──────── Wyodrębnione informacje ────────

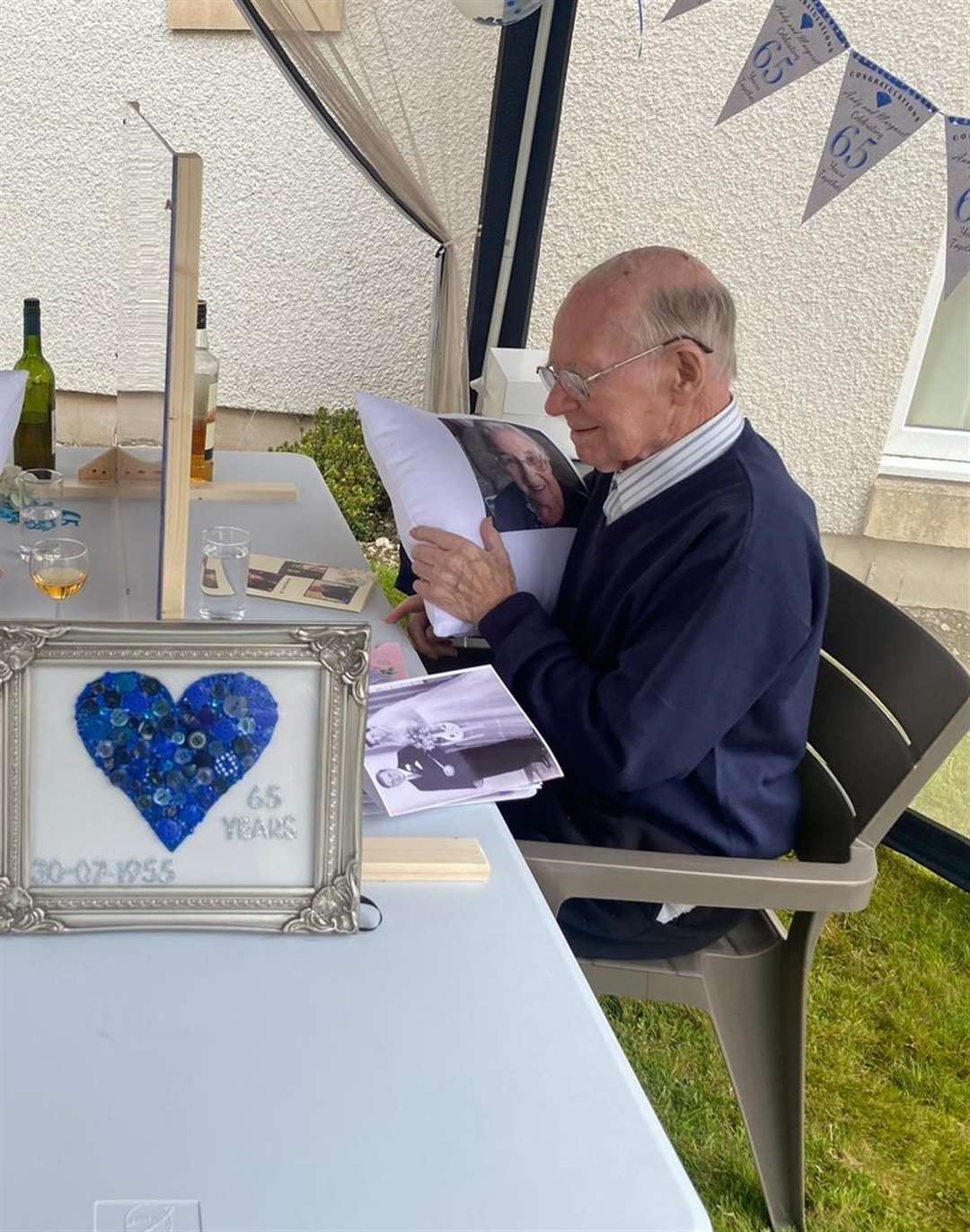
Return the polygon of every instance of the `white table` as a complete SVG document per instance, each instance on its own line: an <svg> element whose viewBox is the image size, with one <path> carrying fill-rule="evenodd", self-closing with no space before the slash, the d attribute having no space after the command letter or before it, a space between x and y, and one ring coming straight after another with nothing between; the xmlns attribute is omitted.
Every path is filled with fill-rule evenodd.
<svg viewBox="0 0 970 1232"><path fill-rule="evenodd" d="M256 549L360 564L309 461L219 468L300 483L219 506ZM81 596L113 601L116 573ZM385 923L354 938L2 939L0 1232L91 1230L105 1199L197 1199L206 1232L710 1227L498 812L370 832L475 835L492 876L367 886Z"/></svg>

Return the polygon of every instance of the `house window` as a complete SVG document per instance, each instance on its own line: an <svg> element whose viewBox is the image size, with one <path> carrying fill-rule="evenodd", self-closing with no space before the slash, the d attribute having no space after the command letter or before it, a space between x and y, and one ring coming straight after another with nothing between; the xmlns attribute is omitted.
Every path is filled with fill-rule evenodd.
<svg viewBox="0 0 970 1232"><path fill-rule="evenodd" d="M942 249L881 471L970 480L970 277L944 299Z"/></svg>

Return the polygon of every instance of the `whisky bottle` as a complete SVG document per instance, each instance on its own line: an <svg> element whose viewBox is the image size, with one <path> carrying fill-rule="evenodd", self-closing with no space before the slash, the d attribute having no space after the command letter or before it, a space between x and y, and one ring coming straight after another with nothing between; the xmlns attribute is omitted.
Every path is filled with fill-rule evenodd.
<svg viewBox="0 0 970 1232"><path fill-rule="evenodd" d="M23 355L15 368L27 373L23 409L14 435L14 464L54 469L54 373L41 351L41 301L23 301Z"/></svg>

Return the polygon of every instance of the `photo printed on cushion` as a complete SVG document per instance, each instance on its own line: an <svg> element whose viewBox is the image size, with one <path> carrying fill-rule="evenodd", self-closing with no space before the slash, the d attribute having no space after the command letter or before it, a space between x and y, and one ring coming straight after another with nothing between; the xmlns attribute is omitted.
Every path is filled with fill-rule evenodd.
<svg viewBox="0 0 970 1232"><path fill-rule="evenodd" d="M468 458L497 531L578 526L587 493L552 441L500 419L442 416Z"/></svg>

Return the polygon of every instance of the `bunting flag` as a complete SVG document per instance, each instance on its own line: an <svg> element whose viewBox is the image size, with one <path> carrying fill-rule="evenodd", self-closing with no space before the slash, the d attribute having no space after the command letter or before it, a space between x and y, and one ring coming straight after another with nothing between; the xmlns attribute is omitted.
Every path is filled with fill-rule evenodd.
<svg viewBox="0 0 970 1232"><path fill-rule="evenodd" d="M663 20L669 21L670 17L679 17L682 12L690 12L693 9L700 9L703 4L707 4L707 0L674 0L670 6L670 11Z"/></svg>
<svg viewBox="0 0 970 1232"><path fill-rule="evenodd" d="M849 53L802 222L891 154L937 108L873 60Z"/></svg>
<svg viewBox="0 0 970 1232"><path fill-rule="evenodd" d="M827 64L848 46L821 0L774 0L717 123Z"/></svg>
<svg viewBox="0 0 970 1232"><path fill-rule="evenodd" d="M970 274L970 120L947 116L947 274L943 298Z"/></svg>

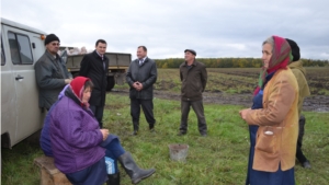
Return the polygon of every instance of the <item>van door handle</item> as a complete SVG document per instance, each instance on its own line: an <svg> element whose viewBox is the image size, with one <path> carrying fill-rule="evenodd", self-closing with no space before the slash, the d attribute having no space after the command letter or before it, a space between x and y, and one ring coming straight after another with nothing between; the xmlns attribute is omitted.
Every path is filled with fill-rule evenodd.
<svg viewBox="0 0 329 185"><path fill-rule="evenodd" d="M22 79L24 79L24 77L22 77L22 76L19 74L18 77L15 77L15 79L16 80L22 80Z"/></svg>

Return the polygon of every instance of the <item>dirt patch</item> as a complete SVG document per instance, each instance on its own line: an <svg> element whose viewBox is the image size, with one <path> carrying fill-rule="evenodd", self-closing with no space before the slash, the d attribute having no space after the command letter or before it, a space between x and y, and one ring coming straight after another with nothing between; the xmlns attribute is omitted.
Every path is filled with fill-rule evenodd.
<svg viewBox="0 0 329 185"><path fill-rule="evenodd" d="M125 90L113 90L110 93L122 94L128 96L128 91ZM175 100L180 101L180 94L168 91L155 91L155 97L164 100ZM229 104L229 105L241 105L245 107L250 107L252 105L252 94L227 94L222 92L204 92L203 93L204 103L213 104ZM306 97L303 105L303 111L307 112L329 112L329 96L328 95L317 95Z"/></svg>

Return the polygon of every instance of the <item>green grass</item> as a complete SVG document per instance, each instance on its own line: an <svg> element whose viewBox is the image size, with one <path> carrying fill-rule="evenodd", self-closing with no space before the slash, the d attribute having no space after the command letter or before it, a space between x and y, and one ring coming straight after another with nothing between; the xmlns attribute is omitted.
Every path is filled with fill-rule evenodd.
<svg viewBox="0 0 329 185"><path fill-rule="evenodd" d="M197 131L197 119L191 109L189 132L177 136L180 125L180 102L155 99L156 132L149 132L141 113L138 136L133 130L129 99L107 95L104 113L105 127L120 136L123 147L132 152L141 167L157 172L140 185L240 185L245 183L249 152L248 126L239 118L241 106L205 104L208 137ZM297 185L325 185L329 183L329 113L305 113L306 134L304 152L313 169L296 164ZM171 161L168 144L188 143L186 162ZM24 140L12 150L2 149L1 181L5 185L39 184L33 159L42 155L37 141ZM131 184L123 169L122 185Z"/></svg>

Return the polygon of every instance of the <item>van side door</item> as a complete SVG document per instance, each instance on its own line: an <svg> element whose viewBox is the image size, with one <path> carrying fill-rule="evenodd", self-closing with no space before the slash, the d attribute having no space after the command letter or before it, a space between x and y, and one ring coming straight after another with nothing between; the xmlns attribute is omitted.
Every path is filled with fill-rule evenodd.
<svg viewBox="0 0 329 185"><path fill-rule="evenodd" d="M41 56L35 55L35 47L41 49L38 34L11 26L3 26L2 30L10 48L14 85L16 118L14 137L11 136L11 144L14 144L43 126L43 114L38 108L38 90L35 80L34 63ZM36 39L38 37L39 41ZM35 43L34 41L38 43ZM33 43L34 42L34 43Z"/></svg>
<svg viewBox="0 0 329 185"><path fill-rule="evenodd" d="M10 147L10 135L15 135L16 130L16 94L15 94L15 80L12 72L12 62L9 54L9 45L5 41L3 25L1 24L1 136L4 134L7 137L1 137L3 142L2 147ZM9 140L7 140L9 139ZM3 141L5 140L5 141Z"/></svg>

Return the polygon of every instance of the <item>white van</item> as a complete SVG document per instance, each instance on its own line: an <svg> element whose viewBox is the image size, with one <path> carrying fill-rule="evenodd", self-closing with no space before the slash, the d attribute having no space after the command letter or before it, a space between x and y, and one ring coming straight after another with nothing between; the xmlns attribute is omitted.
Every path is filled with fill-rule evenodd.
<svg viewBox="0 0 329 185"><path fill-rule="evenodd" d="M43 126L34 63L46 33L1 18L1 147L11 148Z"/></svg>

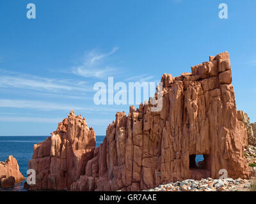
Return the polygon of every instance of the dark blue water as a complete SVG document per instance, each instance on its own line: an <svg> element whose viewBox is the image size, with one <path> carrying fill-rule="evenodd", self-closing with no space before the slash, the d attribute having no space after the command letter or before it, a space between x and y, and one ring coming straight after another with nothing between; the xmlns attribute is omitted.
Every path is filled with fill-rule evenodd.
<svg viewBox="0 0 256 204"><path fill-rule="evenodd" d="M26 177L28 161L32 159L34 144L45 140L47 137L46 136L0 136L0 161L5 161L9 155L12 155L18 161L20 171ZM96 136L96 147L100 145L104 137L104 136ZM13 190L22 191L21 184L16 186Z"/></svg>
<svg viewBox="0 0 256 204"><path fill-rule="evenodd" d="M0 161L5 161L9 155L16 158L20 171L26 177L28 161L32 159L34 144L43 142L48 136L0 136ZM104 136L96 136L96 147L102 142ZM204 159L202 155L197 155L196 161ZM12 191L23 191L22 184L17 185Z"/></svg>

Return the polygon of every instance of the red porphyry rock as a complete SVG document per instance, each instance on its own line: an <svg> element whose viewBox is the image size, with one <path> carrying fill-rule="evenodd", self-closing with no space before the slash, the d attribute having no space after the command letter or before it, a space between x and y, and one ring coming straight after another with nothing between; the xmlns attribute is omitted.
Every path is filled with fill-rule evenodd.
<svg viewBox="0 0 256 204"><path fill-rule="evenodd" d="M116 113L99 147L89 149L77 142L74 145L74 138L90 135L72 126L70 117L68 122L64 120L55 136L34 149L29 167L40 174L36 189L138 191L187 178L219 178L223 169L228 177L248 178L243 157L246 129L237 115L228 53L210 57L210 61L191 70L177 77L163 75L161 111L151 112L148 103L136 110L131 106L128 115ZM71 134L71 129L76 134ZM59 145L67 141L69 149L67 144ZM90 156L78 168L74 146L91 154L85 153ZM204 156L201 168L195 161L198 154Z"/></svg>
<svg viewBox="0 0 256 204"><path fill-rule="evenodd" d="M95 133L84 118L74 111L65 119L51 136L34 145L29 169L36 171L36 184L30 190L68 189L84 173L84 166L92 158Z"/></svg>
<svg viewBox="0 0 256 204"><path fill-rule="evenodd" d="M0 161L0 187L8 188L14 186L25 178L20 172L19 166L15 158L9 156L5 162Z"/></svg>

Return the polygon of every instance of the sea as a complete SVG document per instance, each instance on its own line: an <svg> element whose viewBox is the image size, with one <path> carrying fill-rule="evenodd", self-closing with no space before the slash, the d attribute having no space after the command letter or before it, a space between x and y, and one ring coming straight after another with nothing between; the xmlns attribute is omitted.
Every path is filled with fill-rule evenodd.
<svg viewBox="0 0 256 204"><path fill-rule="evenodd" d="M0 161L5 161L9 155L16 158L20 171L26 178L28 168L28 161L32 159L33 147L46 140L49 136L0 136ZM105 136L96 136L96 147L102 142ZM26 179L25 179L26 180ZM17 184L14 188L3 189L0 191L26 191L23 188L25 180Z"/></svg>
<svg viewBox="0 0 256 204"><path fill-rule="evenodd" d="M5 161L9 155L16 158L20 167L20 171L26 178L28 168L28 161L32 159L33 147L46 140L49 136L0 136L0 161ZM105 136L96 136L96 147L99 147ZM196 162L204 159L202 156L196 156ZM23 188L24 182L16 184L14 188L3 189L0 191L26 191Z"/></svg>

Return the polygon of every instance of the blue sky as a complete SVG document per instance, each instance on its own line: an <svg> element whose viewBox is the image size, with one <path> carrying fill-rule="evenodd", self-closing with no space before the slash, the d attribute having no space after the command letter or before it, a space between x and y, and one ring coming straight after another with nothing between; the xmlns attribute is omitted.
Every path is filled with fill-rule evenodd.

────────

**Zadanie do wykonania:**
Proszę przepisać bez żadnych zmian wiersze wpisów od wiersza zawierającego „Return the polygon of every instance of the <item>green” do wiersza zawierającego „131L197 119L191 109L189”, włącznie z oboma tymi wierszami.

**Wynik końcowy:**
Return the polygon of every instance of the <item>green grass</item> as a complete SVG document per instance, each instance on its own line: an <svg> element whose viewBox is the image size, with one <path> carrying fill-rule="evenodd", self-closing with no space before the slash, the d attribute having no space after the command letter or before it, a space between x and y, and one ring coming straight after another with nothing between; the xmlns attribute is omitted.
Every path is filled with fill-rule evenodd.
<svg viewBox="0 0 329 185"><path fill-rule="evenodd" d="M197 131L197 119L191 109L189 132L177 136L180 125L180 102L155 99L156 132L149 132L141 113L138 136L133 130L129 99L107 95L104 113L105 127L120 136L123 147L132 152L141 167L157 172L140 185L240 185L245 183L249 152L248 126L239 118L241 106L205 104L208 137ZM297 185L325 185L329 183L329 113L305 113L306 134L304 152L313 169L296 164ZM171 161L168 144L188 143L186 162ZM24 140L12 150L2 149L1 181L5 185L39 184L33 159L42 155L37 141ZM131 184L123 169L122 185Z"/></svg>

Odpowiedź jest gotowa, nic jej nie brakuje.